>> Start
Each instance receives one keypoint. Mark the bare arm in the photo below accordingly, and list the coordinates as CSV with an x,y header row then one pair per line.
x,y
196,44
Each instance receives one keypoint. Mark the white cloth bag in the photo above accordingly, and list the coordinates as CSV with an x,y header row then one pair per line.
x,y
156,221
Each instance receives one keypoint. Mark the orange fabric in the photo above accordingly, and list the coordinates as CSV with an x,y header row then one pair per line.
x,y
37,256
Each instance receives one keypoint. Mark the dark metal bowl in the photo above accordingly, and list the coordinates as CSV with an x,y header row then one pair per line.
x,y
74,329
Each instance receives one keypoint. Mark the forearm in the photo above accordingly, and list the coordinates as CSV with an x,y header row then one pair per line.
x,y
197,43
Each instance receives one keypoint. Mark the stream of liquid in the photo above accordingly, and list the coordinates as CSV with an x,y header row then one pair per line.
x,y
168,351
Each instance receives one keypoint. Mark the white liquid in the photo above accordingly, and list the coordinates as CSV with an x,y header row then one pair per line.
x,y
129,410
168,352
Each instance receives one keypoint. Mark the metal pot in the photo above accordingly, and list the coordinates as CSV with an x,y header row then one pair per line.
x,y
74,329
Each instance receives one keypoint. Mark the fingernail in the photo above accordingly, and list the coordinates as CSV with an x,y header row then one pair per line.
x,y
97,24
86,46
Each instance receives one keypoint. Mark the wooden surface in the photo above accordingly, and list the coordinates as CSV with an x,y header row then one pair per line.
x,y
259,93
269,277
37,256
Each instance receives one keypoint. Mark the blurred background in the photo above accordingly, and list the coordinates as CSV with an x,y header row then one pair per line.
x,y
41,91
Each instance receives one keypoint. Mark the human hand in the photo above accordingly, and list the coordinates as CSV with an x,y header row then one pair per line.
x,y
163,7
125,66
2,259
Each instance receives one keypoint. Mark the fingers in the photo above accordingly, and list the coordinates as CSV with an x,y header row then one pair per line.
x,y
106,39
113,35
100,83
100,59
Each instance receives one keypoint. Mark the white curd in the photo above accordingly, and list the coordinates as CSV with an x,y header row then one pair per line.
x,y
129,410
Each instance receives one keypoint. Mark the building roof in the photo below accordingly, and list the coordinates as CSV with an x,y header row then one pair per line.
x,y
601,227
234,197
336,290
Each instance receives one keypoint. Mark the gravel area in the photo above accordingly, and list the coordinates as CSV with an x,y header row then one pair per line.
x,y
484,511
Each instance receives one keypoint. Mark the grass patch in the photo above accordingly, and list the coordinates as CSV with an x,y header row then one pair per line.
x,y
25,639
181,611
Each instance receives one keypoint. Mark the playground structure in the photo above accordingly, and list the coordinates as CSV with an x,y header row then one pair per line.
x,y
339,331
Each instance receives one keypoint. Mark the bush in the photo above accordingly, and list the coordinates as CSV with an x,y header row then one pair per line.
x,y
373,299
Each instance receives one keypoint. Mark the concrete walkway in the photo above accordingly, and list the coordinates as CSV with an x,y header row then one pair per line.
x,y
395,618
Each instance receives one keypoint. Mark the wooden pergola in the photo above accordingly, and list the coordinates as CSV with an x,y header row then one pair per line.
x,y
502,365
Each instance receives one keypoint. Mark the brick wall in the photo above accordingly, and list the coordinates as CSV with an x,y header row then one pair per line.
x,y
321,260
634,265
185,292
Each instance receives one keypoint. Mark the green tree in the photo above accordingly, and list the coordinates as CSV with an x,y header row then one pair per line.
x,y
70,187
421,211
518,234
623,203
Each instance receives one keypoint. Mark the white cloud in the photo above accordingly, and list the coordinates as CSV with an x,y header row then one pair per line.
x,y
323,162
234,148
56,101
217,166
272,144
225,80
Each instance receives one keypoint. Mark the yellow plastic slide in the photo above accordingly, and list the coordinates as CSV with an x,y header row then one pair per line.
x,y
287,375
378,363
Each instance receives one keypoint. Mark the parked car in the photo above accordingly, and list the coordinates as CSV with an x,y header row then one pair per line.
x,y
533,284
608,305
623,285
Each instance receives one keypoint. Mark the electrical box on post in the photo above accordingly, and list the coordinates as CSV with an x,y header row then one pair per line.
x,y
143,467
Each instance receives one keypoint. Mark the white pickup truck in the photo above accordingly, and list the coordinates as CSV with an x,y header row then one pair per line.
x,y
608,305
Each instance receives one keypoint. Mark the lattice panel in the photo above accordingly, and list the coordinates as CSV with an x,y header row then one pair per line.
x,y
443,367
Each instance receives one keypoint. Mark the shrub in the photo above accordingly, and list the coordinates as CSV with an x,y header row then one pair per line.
>> End
* **Exercise goal**
Extract all the material, leaving every line as it is.

* **Complete response**
Each instance receives one keypoint. Mark the bare arm in the photo below accordingly, and list the coordinates as CSV with an x,y header row then one pair per line.
x,y
196,44
Each instance receives one keypoint. Mark the white cloth bag in the photo above accordingly, and list the coordinates as CSV with an x,y header row then one pair per line.
x,y
156,221
Each instance receives one keypoint. Mark the orange fabric in the photo above accordingly, and list the coordinates as CSV with an x,y header row then one pair per line.
x,y
37,256
Each instance receives one keypoint. Mark the dark metal bowl in the photo above accordingly, and list the coordinates as CSV with an x,y header row then one pair per line.
x,y
74,329
Each instance receives one keypoint. Mark the forearm in the photo above accordingly, and list the coordinates as CSV with an x,y header row then one pair per line.
x,y
197,43
Each instance receives one keypoint. Mark the stream of liquid in the photo above accordingly, and list the coordinates as CSV with an x,y header row then one pair per line.
x,y
168,351
Each instance receives one keypoint. Mark the white liquid in the photo above accordingly, and list the coordinates as CSV with an x,y header row then one pair per line.
x,y
129,410
168,352
Each instance receives one keypoint. Mark the metal pot in the photo above accordingly, and list the coordinates as CSV with an x,y header row then one pair per line.
x,y
74,329
Each instance receives one keypoint. Mark the fingernail in the photo above accordingly, and list the coordinates as CSV with an x,y header row then one pair per line.
x,y
97,24
86,46
Each instance receives one keypoint. Mark the wooden surface in the photo above accordingly, and list the coordinates as CSV with an x,y header row then one pair per line.
x,y
259,93
269,277
37,256
Each instance receives one keypoint. Mark the blurred background in the photo above accordingly, and list the coordinates as CSV with an x,y header row then one pair per line.
x,y
41,91
Each instance receives one keypoint. Mark the human hand in the photo above accordingly, and list the coordinates as CSV with an x,y header row then one pair per line.
x,y
163,7
125,66
2,259
Each instance receives one keypoint. Mark the fingers in the photo above accordingly, and list the coordinates as CSV with an x,y header row then one pair per line.
x,y
106,39
113,35
100,83
100,59
Each instance receives one keypoint. Mark the white curd in the photo above accordingly, and list the coordinates as CSV with an x,y header row then one pair per line.
x,y
129,410
Each instance receives one keypoint. Mark the building roof in the photo below accordingly, and list the coordinates as CSV with an x,y header row then one pair per line.
x,y
601,227
234,197
336,290
Each instance receives one keypoint. Mark the gravel area in the photo above accordingly, and list the coordinates as CSV with an x,y header row then one pair per line.
x,y
484,511
Each instance receives one keypoint. Mark the grass patch in the photo above accordingly, and list the coordinates as CSV with an x,y header row then one pair per line.
x,y
25,639
181,611
Each instance receives one keypoint. Mark the playground structure in the photo above accordingly, and list the coordinates as CSV with an x,y header row then one pair per line.
x,y
339,331
Each instance receives one keypoint. Mark the bush in the photo above accordingly, and list the coordinates as CSV with an x,y header row then one pair per line.
x,y
373,299
Each instance receives one keypoint. Mark the concrete walkway in the photo above accordingly, and list the coordinates as CSV with an x,y header row then one pair per line.
x,y
395,618
Each instance receives one keypoint. Mark the wooden pergola in the photo above accordingly, and list the coordinates as CSV with an x,y header row then one pair per line.
x,y
502,365
Each instance receives one keypoint. Mark the brick wall in the photo above accordingly, and list the coordinates as CSV with an x,y header row then one pair per line.
x,y
321,260
634,265
185,292
Each instance receives one keypoint. Mark the green tree in the photo above accordingly, and list the coordinates as CSV with an x,y header row then one pair per line.
x,y
70,187
421,211
518,234
623,203
Each instance receives one keypoint. Mark the white cloud in the photo above accordingly, and list the coordinates as CSV with an x,y header row then one pair per line.
x,y
323,162
234,148
56,101
217,166
272,144
225,80
Each instance receives one keypoint. Mark the yellow plastic slide in the photo above accordingly, and list the coordinates as CSV with an x,y header row then one pair per line.
x,y
287,375
378,363
Each instance receives one keypoint. Mark the parked car in the photo above accordingly, and list the coordinates as CSV with an x,y header row then one pair per line.
x,y
533,284
608,305
623,285
Each instance receives one keypoint. Mark the electrical box on post in the photo above accordingly, and list the coordinates as CSV with an x,y header row then one pair per line.
x,y
143,467
Each instance receives one keypoint. Mark the white pickup truck in the photo above accordingly, and list the coordinates as CSV with an x,y header row then one pair per line.
x,y
608,305
Each instance receives one keypoint. Mark the lattice panel in the photo above accordingly, and list the coordinates as CSV with an x,y header row then one pair per line.
x,y
443,367
Each instance receives one keypoint. Mark the shrub in the photo above accordingly, and list the coordinates as CSV with an x,y header row then one pair per line.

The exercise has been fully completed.